**Task details:** Please repeat every line below exactly, from the first to the last.

Start of Information given

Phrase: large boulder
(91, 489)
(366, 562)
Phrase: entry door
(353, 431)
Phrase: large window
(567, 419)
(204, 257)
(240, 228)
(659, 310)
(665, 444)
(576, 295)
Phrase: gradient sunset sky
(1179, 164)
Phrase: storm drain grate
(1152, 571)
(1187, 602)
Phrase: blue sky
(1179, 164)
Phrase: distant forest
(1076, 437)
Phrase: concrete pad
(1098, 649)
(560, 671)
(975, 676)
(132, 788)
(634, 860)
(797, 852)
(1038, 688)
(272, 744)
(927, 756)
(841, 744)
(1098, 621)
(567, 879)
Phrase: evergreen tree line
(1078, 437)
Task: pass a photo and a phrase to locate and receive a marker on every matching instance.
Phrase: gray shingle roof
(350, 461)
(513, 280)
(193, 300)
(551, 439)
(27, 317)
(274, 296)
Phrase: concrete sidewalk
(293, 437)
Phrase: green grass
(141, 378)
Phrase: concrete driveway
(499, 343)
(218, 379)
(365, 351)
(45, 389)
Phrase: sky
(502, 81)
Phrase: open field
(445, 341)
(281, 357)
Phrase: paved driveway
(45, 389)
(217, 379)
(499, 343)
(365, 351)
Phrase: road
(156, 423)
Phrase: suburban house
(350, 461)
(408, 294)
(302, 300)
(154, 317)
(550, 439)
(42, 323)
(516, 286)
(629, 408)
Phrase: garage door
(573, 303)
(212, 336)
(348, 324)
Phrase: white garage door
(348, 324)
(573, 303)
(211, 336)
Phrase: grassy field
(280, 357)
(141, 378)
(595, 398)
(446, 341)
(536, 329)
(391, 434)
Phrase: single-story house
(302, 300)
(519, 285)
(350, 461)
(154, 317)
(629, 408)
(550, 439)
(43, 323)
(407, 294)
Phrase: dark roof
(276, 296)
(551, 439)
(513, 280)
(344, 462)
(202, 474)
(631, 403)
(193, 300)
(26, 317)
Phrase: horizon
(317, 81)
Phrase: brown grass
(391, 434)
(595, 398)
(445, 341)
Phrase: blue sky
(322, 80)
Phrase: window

End of Information given

**Your solution:**
Phrase: large boulder
(91, 489)
(366, 562)
Phrase: entry door
(353, 431)
Phrase: large window
(567, 419)
(204, 257)
(240, 228)
(659, 310)
(665, 444)
(576, 295)
Phrase: gradient sunset sky
(1179, 164)
Phrase: storm drain grate
(1152, 571)
(1187, 602)
Phrase: blue sky
(1179, 164)
Phrase: distant forest
(1076, 437)
Phrase: concrete pad
(1098, 649)
(560, 671)
(975, 676)
(132, 788)
(634, 860)
(797, 852)
(1038, 688)
(272, 744)
(927, 756)
(841, 744)
(1098, 621)
(567, 879)
Phrase: evergreen tree line
(1078, 437)
Task: pass a photo and a phrase to locate and receive a marker on every matching instance.
Phrase: gray shingle roof
(350, 461)
(513, 280)
(193, 300)
(551, 439)
(27, 317)
(274, 296)
Phrase: concrete sidewalk
(293, 437)
Phrase: green grass
(141, 378)
Phrase: concrete driveway
(499, 343)
(218, 379)
(365, 351)
(45, 389)
Phrase: sky
(502, 81)
Phrase: open field
(445, 341)
(281, 357)
Phrase: paved driveway
(45, 389)
(217, 379)
(499, 343)
(365, 351)
Phrase: road
(156, 423)
Phrase: suburban house
(350, 461)
(408, 294)
(302, 300)
(154, 317)
(550, 439)
(42, 323)
(516, 286)
(629, 408)
Phrase: garage door
(573, 303)
(212, 336)
(348, 324)
Phrase: white garage door
(348, 324)
(573, 303)
(211, 336)
Phrase: grassy field
(280, 357)
(141, 378)
(595, 398)
(446, 341)
(536, 329)
(391, 434)
Phrase: single-story house
(302, 300)
(519, 285)
(350, 461)
(154, 317)
(629, 408)
(550, 439)
(43, 323)
(407, 294)
Phrase: dark roof
(276, 296)
(551, 439)
(513, 280)
(344, 462)
(202, 474)
(631, 403)
(193, 300)
(26, 317)
Phrase: horizon
(317, 81)
Phrase: brown grass
(391, 434)
(595, 398)
(445, 341)
Phrase: blue sky
(322, 80)
Phrase: window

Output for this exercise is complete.